◆ WRITTEN PROBLEM:
Reproduce the entries from the line containing "point like [7,290]." up to and including the last line of the entries, switching "Guideline" to "Instruction" and keeping everything else the same.

▬▬▬▬▬▬▬▬▬▬

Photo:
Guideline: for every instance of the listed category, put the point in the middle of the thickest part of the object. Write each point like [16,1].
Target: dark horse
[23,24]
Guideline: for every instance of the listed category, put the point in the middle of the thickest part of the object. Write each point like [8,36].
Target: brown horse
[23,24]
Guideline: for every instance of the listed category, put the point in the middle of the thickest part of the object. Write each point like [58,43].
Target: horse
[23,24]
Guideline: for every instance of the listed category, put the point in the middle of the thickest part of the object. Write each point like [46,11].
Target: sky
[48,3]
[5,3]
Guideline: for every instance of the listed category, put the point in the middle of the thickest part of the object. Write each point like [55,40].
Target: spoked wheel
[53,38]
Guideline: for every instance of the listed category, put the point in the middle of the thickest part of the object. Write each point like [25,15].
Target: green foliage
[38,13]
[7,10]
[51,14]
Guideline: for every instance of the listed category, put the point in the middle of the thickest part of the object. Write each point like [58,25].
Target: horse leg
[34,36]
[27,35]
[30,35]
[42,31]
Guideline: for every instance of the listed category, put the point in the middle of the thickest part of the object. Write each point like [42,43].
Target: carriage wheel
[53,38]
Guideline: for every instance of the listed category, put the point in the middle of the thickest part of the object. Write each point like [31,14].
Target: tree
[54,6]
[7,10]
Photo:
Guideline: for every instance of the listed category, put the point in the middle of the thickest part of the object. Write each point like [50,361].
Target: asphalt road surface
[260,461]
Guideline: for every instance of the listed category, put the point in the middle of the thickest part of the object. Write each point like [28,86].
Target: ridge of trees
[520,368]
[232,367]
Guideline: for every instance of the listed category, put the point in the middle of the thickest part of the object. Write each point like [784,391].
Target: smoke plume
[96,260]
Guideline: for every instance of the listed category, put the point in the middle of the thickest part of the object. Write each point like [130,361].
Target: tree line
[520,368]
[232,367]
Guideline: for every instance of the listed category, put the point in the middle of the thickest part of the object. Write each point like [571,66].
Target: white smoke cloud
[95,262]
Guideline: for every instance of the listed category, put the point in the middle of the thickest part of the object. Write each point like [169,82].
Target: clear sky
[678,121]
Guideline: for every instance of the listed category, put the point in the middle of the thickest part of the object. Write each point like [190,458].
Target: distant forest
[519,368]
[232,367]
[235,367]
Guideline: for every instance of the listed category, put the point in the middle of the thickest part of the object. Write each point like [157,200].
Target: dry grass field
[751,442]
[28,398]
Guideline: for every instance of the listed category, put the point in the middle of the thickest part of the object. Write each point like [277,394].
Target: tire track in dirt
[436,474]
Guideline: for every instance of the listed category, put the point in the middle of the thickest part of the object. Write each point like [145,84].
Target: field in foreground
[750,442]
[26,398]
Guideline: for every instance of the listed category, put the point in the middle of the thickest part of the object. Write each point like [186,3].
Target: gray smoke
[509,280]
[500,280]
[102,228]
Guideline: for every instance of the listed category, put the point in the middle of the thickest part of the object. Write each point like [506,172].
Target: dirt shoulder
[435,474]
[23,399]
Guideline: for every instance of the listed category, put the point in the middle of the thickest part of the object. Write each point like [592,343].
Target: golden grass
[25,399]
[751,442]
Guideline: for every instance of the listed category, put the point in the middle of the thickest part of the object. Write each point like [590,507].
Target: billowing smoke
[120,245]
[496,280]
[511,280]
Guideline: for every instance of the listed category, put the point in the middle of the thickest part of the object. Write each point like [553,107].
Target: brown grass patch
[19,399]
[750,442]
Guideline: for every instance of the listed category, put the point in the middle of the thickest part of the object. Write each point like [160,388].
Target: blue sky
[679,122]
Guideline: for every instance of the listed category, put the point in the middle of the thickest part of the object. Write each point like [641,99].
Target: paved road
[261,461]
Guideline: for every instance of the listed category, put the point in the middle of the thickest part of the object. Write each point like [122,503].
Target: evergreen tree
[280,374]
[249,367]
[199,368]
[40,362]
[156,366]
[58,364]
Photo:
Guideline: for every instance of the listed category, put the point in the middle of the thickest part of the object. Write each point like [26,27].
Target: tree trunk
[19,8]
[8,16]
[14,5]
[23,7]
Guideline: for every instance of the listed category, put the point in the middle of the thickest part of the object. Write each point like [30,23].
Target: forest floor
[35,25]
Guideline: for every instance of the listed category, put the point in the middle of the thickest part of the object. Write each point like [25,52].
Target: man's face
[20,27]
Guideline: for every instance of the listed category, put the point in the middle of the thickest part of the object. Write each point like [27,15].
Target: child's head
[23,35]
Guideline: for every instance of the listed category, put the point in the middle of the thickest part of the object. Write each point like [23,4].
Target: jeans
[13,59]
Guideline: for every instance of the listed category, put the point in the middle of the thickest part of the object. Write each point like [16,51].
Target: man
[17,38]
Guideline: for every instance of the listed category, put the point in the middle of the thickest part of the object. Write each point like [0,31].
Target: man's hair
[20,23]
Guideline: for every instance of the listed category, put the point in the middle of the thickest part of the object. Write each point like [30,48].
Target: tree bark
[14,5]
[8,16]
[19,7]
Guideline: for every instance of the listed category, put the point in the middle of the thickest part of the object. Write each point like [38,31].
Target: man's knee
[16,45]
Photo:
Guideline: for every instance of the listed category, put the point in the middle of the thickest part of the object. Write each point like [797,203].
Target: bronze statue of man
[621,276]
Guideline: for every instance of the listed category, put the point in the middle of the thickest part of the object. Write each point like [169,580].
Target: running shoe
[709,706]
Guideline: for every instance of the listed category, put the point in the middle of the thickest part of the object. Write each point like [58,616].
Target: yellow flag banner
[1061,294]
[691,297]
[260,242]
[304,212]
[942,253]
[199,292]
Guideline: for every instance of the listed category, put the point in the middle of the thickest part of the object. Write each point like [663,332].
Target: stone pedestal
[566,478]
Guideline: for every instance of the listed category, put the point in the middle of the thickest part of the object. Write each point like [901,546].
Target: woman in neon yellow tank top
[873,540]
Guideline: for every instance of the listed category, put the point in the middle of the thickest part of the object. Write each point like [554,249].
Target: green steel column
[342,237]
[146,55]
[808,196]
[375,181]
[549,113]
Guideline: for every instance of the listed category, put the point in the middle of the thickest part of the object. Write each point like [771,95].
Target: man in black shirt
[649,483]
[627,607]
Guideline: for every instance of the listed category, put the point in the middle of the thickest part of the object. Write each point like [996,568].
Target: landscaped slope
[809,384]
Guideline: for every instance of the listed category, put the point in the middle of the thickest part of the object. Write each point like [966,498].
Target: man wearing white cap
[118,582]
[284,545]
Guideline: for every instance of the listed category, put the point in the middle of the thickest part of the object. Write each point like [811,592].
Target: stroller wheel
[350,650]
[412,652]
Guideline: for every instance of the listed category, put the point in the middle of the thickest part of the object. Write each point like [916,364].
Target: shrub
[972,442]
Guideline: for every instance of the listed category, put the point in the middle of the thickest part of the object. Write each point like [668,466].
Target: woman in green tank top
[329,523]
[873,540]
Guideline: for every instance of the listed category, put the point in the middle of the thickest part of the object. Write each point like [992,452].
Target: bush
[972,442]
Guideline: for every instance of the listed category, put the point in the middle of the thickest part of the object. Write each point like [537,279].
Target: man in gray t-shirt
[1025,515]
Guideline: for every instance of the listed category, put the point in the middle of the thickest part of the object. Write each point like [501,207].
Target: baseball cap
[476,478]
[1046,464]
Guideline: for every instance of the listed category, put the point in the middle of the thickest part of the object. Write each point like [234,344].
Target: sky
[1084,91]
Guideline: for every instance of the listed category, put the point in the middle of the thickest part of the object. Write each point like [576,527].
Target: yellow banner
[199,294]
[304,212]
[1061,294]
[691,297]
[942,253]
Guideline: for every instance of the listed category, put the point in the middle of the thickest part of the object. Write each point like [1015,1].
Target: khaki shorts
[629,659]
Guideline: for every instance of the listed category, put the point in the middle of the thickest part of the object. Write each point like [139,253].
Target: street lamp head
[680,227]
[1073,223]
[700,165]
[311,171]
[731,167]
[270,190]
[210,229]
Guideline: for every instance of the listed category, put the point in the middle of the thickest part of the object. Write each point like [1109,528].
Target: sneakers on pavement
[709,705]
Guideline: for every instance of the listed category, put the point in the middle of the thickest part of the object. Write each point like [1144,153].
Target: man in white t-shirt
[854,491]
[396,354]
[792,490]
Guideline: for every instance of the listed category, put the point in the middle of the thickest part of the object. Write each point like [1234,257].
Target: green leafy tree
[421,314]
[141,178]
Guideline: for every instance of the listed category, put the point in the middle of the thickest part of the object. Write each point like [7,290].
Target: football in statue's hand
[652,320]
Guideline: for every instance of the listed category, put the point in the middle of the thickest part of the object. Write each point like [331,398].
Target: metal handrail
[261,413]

▬▬▬▬▬▬▬▬▬▬

◆ SOLUTION BELOW:
Instruction: for every instance of the listed category, put the point in the middle of the thickest part of the object. Write each point like [7,290].
Target: football in statue's hand
[652,320]
Instruction: for every instance of the listed category, put the point in the middle of the thickest part of the object. Write each point like [331,398].
Target: metal handrail
[261,413]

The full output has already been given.